Within these scenarios we ran the following workloads:

100% writes
100% reads
50% writes and 50% reads

“Real-life” (Gaussian) Distribution

In this scenario we issue queries that touch partitions randomly drawn from a narrow Gaussian distribution. We make an Ansatz about the bell curve: we assume that its six-sigma spans the RAM of the cluster (corrected for the replication factor). The purpose of this experiment is to model a realistic workload, with a substantial cache hit ratio but less than 100%, because most of our users observe the figures of 60-90%. We can expect Cassandra to perform well in this scenario because its key cache is denser than Scylla’s, i.e. it efficiently stores data in RAM, though it relies on SSTables stored in the OS page cache which can be heavyweight to look up. By comparison, Scylla uses a row-based cache mechanism. This Gaussian distribution test should indicate which uses the more efficient caching mechanism for reads.

Mixed Workload – 50% reads and 50% writes

The 90- and 99-percentile latencies of UPDATE queries, as measured on three i3.4xlarge machines (48 vCPUs in total) in a range of load rates. Workload consists of 50% reads and 50% writes, randomly targeting a “realistic” Gaussian distribution. C*3 quickly becomes nonoperational, C*4 is a little better, meanwhile Scylla maintains low and consistent write latencies in the entire range.

Metric	Scylla 4.4.3	Cassandra 4.0	Cassandra 3.11	Cassandra 4.0 vs. Cassandra 3.11	Scylla 4.4.3 vs. Cassandra 4.0
Maximum throughput	80k/s	40k/s	30k/s	1.33x	2x
Maximum throughput with 90% latency <10ms	80k/s	30k/s	10k/s	3x	2.66x
Maximum throughput with 99% latency <10ms	80k/s	30k/s	–	–	2.66x

The 90- and 99-percentile latencies of SELECT queries, as measured on three i3.4xlarge machines (48 vCPUs in total) in a range of load rates. Workload consists of 50% reads and 50% writes, randomly targeting a “realistic” Gaussian distribution. C*3 quickly becomes nonoperational, C*4 is a little better; meanwhile Scylla maintains low and consistent response times in the entire range.

[TASK INSTRUCTIONS]
1: In the benchmark excerpt, what kind of cache mechanism does Scylla use?
2: From the benchmark excerpt, repeat word for word the passage that starts at "The 90- and 99-percentile latencies of SELECT" and ends after "times in the entire range.".

[PROVIDED INFORMATION]
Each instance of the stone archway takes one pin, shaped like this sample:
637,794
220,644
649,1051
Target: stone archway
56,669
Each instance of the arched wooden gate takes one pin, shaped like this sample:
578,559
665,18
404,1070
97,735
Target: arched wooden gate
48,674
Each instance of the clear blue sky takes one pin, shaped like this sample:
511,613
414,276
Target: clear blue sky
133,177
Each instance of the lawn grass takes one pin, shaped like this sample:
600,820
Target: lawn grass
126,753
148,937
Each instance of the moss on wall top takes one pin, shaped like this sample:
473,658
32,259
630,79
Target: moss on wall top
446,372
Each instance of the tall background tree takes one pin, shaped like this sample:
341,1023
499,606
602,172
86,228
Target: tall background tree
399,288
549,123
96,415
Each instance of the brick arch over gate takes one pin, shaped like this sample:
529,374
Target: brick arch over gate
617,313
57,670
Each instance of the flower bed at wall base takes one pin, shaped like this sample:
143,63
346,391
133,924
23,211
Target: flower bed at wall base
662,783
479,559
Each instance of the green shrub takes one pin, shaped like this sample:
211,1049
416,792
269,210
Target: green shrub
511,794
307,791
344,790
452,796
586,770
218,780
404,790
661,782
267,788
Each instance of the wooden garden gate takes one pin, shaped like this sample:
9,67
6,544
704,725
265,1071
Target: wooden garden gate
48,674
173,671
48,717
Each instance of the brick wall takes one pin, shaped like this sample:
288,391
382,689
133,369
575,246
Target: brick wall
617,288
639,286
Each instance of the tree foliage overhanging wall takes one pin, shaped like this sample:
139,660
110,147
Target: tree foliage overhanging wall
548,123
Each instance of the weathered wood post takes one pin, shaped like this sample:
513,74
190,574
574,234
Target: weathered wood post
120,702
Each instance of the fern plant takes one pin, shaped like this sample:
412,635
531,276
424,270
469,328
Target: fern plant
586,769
==
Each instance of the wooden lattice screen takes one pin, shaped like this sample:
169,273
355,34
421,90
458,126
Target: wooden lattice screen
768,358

[SOLUTION LIST]
1: A row-based cache mechanism.

2:
The 90- and 99-percentile latencies of SELECT queries, as measured on three i3.4xlarge machines (48 vCPUs in total) in a range of load rates. Workload consists of 50% reads and 50% writes, randomly targeting a “realistic” Gaussian distribution. C*3 quickly becomes nonoperational, C*4 is a little better; meanwhile Scylla maintains low and consistent response times in the entire range.